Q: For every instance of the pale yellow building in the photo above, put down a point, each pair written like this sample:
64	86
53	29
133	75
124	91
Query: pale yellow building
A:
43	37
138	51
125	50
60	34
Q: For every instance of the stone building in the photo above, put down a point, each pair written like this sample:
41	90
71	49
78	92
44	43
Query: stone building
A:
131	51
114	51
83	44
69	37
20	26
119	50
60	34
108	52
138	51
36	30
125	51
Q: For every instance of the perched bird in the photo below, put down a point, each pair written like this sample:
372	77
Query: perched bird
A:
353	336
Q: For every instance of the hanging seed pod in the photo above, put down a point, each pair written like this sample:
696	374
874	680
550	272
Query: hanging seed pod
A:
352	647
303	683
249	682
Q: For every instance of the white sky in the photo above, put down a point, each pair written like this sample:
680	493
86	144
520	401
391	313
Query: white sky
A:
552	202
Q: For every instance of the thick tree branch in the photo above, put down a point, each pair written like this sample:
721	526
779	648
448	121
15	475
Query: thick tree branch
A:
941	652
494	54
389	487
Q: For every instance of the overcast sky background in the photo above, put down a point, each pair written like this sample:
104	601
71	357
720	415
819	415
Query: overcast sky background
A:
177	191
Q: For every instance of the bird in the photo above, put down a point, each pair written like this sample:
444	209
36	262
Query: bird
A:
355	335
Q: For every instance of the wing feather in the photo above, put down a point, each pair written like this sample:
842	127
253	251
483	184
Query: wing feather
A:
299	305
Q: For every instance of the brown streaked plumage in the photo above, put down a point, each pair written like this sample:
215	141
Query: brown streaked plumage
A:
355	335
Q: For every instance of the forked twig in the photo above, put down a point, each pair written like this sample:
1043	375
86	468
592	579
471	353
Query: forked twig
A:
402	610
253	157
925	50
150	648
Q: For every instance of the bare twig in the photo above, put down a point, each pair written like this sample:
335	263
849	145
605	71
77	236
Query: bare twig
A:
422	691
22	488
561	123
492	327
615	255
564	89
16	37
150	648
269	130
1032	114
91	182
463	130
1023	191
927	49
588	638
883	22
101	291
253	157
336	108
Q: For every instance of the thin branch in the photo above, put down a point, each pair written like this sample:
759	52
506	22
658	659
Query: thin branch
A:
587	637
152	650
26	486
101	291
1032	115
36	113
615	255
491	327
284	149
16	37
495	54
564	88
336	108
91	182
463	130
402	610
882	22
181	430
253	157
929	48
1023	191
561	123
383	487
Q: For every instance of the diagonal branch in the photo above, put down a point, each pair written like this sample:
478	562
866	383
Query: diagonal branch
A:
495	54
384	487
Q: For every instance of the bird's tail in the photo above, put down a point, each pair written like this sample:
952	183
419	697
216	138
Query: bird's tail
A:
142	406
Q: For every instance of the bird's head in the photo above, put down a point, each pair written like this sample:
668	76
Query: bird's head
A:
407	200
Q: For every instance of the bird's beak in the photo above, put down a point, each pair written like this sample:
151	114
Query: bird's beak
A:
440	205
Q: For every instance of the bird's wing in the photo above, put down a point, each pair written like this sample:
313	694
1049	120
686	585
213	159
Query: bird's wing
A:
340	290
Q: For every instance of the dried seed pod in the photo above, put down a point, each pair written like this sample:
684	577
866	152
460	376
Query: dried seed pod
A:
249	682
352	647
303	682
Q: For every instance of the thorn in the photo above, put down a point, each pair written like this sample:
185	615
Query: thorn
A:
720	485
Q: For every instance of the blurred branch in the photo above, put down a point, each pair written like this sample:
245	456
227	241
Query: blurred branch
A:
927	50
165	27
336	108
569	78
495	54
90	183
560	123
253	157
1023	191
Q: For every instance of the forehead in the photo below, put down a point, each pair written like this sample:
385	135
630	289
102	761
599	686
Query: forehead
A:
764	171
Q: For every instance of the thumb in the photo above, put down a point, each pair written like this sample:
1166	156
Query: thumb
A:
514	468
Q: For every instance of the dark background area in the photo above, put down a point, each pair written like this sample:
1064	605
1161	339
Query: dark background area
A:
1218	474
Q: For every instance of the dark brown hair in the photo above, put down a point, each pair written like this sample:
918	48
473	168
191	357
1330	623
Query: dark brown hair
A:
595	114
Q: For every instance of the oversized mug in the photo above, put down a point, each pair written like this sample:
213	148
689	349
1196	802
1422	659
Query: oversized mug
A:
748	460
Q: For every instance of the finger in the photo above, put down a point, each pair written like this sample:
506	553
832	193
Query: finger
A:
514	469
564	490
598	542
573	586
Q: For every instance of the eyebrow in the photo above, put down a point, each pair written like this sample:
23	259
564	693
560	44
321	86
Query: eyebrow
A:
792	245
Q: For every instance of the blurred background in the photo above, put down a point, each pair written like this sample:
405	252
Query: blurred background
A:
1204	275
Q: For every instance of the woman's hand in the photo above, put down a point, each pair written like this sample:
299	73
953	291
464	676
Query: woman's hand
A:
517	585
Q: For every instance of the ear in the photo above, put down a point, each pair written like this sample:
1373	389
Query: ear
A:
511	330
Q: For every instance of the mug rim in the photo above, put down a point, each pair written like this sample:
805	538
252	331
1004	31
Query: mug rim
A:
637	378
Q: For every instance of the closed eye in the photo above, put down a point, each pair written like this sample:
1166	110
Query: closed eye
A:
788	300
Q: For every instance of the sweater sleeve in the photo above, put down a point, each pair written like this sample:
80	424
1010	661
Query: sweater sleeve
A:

........

-- Exercise instructions --
Type out the entries again, word for word.

-- Exercise response --
Q: For every instance of the pale yellow building in the photo above, put down a point, each pair written like this sample:
64	86
53	29
133	75
124	91
Query: pale yellow building
A:
43	37
138	51
125	50
60	34
Q: For every instance of the stone building in the photo above, put down a point, each pair written like this sample:
41	90
71	49
78	92
44	43
Query: stone building
A:
131	51
114	51
83	44
69	37
20	26
119	50
60	34
108	52
138	51
36	30
125	51
Q: For every instance of the perched bird in the photo below, put down a point, each pair written like this sample:
372	77
Query: perched bird
A:
353	336
Q: For every instance of the hanging seed pod in the photo above, put down a point, each pair written like this sample:
696	374
874	680
550	272
Query: hanging seed pod
A:
352	647
303	683
249	682
Q: For every instance of the white sky in the photo above, put down a point, each pair written like this sample:
680	493
86	144
520	401
391	313
Query: white sky
A:
552	202
Q: For every instance of the thick tree branch in the photo above, put down a point, each pair written like this sample:
721	526
779	648
448	121
15	475
Query: thick tree branch
A:
941	652
494	54
389	487
Q: For every instance of the overcast sky background in the photo above, put down a point, each pair written like this sample:
104	601
71	357
720	415
819	415
Query: overcast sky background
A:
177	191
Q: For every instance of the bird in the photo above, put down a point, each pair written like this sample:
444	209
36	262
Query: bird
A:
355	335
Q: For every instance of the wing feather in the photo above, put down a point, each pair written like this sample:
842	127
253	251
483	184
Query: wing feather
A:
299	305
Q: For every instance of the brown streaked plumage in the photo above, put down a point, each pair written like this sample:
215	141
Query: brown streaked plumage
A:
355	335
Q: For every instance of the forked twig in the photo above, put down a point, each pair written like this sample:
1043	375
86	468
592	579
471	353
Query: forked twig
A:
402	610
253	157
925	50
150	648
Q: For every instance of the bare twig in the photo above, put down a point, each pair written like this sample:
335	263
849	145
605	71
77	236
Query: bare twig
A:
422	691
22	488
561	123
492	327
615	255
564	89
16	37
150	648
269	130
1032	114
91	182
463	130
1023	191
927	49
588	638
883	22
101	291
253	157
336	108
Q: For every instance of the thin branch in the photo above, put down a point, each pair written like this sample:
759	52
506	22
658	659
Query: thin branch
A:
587	637
152	650
26	486
101	291
1032	115
36	113
615	255
491	327
284	149
16	37
495	54
564	88
336	108
91	182
463	130
402	610
882	22
181	430
253	157
929	48
1023	191
561	123
383	487
Q: For every instance of the diagonal branch in the photo above, put down a point, each pair written like this sample:
478	562
866	383
Query: diagonal branch
A:
495	54
384	487
Q: For every instance of the bird's tail in the photo above, put down a point, each pair written like this sample:
952	183
419	697
216	138
Query: bird's tail
A:
142	406
Q: For every instance of the bird's head in the photo above, put down a point, each pair written like this sample:
668	76
Query: bird's head
A:
407	200
Q: For every instance of the bird's beak in the photo above, put down a point, each pair written like this sample:
151	114
Query: bird's beak
A:
440	205
Q: For every instance of the bird's wing in the photo above, put down a point, each pair written like this sample:
313	694
1049	120
686	585
213	159
Query: bird's wing
A:
340	290
Q: For every instance of the dried seed pod in the photo above, put down a point, each pair written like this sample:
684	577
866	152
460	376
Query: dried seed pod
A:
249	682
352	647
303	682
Q: For every instance of the thorn in the photo above, put down a point, each pair written like this sample:
185	615
Query: thorn
A:
720	485
Q: For every instance of the blurred branch in the photo above, put down a point, each pair written like this sample:
245	456
227	241
Query: blurred branch
A:
927	50
165	27
336	108
569	78
495	54
90	183
560	123
253	157
1023	191
Q: For every instance of the forehead in the photo below, put down a point, each pair written like this sample:
385	135
630	289
102	761
599	686
Query: forehead
A:
764	171
Q: For every instance of the thumb in the photo above, put down a point, each pair written like this sample:
1166	156
Query: thumb
A:
514	468
Q: For every instance of the dark background area in the photo above, put down a point, each pair written like this sample:
1064	605
1161	339
Query: dark background area
A:
1218	474
Q: For every instance of the dark brown hair in the photo above, put down a point, each pair written like this sample:
918	48
473	168
191	357
1330	623
Query: dark brown hair
A:
595	114
Q: For every instance of the oversized mug in the photo above, put down a point, each pair written like this sample:
213	148
689	349
1196	802
1422	659
Query: oversized mug
A:
748	460
Q: For every instance of the finger in the photo above, put down a point, each pair written like this sample:
506	553
832	193
Query: finger
A:
514	469
564	490
598	542
573	586
Q: For every instance of the eyebrow in the photo above, put down a point, each pair written like this sample:
23	259
564	693
560	44
321	86
Query: eyebrow
A:
792	245
Q: For every instance of the blurred background in the photo above, put down a point, each pair written like this sample:
405	252
Query: blurred background
A:
1204	275
Q: For every instance of the woman's hand in the photo above, put down a point, each pair written like this sample:
299	73
953	291
464	676
Query: woman's hand
A:
517	585
Q: For every instance of the ear in the photo above, put down a point, each pair written like this sample:
1373	389
Query: ear
A:
511	330
Q: For every instance of the mug rim in the photo above, put down a point, each pair written like this sample:
805	538
252	331
1004	31
Query: mug rim
A:
637	378
Q: For every instance of the closed eye in the photo above, put down a point, each pair written like this sample:
1166	110
Query: closed eye
A:
788	300
Q: For every instance of the sweater sleeve in the photo above, put down a point, each pair written like this sample:
80	424
1010	661
Query: sweater sleeve
A:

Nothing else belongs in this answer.